SUPPLIED DATA:
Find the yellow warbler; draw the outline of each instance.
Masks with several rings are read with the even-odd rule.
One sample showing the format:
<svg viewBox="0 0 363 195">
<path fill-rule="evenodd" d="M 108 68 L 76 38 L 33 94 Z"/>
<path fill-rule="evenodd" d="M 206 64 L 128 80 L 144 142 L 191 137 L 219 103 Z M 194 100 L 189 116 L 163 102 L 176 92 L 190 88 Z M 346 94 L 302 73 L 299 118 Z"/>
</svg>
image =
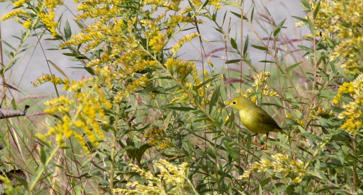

GIVEN TASK:
Change "yellow warbler" to "song sparrow" in the material and reproduce every line with nothing else altered. Omit the pictures.

FINAL RESULT:
Find the song sparrow; draw the outline of each instance.
Masks with several rings are read with the even-odd rule.
One sample showing the format:
<svg viewBox="0 0 363 195">
<path fill-rule="evenodd" d="M 108 68 L 76 38 L 33 94 Z"/>
<path fill-rule="evenodd" d="M 206 64 L 128 80 L 144 142 L 191 137 L 219 103 Z M 194 100 L 189 116 L 163 102 L 176 92 L 190 88 Z M 346 94 L 302 73 L 299 118 Z"/>
</svg>
image =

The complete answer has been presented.